Objective A
According to the text about Chester, in what year did Blacon last elect a Tory councillor?

:::

Chester is a truly ancient city founded by the Romans whose amphitheatre remains to this day as one of the city’s leading tourist attractions. Chester or “Deva” as it was then known was one of the foremost settlements in Roman Britannia and second only to Eboracum (York) in Northern Britannia. Its importance persisted well into the early modern period as a major regional economic centre straddling the border with Wales and the North West’s foremost trading port a position it lost to Liverpool starting in the late 17th century as the ever larger ships used where unable to effectively navigate the comparatively small River Dee. Today it acts as the county town of Cheshire and houses the headquarters of Cheshire West council.
Superficially Chester would seem like a typical Conservative market town, over 90% White British with its medieval city walls and picturesque Tudor style winding high street, however looks can be deceiving and it is only too easy to mistake Chester as a slice of middle England when it is actually a small city in its own right rapidly diverging in culture and attitudes from the surrounding Cheshire countryside. The City is an attractive commuter destination for university educated professionals from across the North but particularly Liverpool and is home to its own rapidly growing University of Chester. The student population in the city has been growing at pace for years now with many modern blocks of student flats springing up citywide and streets of inner city terraces being converted to student lets. The student population is particularly concentrated on the northern edge of the city centre roughly along an arc that follows the railway line; though there are naturally pockets throughout the city.
The whole of central Chester generally is a mish-mash of different sized terraces ranging from identikit cobbled working class streets to more imposing prestigious Victorian properties home to young professionals, but all with a propensity of support for the Labour party. In May 2023 Labour took 55% in the Chester City and Garden Quarter compared to 18% for the top Conservative. 36% of its residents are full time students, by far the greatest concentration in the city or seat. Further out Labour’s support doesn’t dwindle with the city’s former council estates of Lache and Blacon providing further support. Lache is south of the river and now placed in the Chester South & Eddisbury seat, but in the 2023 Cheshire West & Chester elections Labour massively held Blacon, with 67% compared to 15% for the Conservatives in second place. Blacon has not elected a Tory councillor since 1976. In the details of the 2021 census the MSOAs covering Blacon still recorded 38.5% in the social housing sector.
Chester’s middle class suburbs are much more politically competitive with Great Boughton straddling the A41 and to the north is Upton home of the nationally famous Chester Zoo. These areas were once Conservative bankers made up predominantly of owner occupied suburbia but have been much more politically mixed as of recent times with the areas returning split Labour and Conservative councillors in close fought contests in recent elections. However it is a strong indication of the political transformation in Chester city that Labour won both wards in 2023; they had never won Great Boughton before 2019, nor Upton, except for isolated and partial wins in 1990 and 2015. Yet their margin (top candidate) in Great Boughton was 17% in 2023. The professional and managerial worker proportion is Upton West Census MSOA is well above the national, regional and constituency average at 47% as is that covering Great Boughton (46%). Labour clearly hold a great appeal for the middle classes living in Chester itself in the 2020s.

:::

Objective B
In the records below, retype the lines from the one containing "Label each instance of the van wheel" up to and including the one containing "column 170, row 334".

:::

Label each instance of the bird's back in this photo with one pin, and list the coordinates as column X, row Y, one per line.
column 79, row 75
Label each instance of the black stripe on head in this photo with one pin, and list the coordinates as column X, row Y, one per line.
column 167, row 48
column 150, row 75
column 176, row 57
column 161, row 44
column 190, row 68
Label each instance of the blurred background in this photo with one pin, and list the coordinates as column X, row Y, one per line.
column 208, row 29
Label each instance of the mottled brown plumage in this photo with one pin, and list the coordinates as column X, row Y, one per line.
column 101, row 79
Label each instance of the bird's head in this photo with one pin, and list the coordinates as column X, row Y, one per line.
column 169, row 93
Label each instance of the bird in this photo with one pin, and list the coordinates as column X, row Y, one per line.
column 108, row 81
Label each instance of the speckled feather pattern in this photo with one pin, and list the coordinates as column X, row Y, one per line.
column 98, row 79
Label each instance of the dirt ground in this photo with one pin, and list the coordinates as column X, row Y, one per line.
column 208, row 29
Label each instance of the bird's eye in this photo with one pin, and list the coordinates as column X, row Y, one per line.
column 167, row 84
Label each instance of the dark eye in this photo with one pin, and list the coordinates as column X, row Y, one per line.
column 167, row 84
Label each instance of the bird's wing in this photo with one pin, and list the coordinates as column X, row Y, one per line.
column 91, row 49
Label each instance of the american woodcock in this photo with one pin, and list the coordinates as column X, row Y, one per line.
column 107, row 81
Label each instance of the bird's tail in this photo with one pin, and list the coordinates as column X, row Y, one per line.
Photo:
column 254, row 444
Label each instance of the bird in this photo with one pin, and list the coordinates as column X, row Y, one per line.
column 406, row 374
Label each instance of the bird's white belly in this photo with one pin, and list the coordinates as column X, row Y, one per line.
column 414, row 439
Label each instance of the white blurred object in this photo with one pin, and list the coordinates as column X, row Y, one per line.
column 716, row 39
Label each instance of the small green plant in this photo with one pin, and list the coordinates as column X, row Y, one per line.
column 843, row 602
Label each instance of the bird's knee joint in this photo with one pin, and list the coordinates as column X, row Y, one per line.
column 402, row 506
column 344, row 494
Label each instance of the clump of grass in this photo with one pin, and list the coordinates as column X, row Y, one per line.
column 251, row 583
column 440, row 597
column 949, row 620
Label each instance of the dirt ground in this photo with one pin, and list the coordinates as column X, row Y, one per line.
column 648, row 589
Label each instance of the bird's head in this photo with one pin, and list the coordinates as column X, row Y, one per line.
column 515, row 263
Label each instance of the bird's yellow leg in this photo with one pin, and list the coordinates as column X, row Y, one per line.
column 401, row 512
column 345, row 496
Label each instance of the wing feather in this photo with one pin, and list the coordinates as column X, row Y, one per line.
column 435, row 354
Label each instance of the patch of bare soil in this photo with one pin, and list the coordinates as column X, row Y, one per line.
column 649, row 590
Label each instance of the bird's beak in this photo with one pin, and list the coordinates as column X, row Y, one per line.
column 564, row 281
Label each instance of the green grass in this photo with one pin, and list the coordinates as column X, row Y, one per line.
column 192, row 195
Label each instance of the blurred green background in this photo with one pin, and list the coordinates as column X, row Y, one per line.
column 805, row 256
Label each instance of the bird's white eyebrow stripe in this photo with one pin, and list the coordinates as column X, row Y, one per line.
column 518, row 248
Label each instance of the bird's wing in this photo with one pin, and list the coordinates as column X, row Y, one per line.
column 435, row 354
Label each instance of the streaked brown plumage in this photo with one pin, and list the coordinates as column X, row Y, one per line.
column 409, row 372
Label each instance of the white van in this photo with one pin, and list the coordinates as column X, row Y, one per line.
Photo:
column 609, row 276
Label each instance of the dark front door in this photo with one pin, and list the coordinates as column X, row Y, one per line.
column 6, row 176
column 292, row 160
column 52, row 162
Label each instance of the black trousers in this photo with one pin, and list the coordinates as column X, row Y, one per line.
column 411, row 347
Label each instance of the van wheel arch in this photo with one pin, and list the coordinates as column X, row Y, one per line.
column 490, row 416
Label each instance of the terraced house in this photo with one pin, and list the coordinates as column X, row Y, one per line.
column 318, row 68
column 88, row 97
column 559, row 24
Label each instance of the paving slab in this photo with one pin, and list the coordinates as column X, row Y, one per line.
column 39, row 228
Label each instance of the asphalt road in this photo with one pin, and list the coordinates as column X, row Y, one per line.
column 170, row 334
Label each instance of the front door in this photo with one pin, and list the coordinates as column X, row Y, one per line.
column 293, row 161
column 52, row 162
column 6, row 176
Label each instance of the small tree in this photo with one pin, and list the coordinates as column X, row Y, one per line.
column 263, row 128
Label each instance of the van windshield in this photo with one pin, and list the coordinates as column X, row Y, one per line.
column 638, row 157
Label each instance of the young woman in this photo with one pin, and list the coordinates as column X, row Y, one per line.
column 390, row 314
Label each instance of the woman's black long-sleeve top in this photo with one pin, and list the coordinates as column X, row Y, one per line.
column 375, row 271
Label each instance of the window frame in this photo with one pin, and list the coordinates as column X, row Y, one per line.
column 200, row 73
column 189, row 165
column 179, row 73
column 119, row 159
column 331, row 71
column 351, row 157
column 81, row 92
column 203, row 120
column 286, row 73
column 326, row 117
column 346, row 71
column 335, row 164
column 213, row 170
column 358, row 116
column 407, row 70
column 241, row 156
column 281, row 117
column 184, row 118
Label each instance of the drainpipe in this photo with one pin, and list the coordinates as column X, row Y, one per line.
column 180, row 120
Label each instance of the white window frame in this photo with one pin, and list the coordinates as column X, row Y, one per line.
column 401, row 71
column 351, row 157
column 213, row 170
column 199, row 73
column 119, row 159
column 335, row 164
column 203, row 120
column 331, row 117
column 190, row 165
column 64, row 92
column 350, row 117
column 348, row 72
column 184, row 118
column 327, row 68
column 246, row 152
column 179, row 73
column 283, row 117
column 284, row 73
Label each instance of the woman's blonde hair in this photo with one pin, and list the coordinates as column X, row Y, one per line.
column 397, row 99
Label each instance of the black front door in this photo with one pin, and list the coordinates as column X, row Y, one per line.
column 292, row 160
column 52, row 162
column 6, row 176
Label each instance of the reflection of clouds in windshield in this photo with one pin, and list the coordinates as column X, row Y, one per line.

:::

Written answer A
1976

Written answer B
Label each instance of the van wheel arch in this photo with one pin, and list the coordinates as column X, row Y, one per line.
column 490, row 416
Label each instance of the terraced house in this photo with one pin, and list the coordinates as column X, row Y, one per line.
column 318, row 68
column 88, row 97
column 559, row 24
Label each instance of the paving slab in this photo with one pin, and list the coordinates as column X, row Y, one per line.
column 39, row 228
Label each instance of the asphalt road in this photo with one pin, and list the coordinates as column X, row Y, one per line.
column 170, row 334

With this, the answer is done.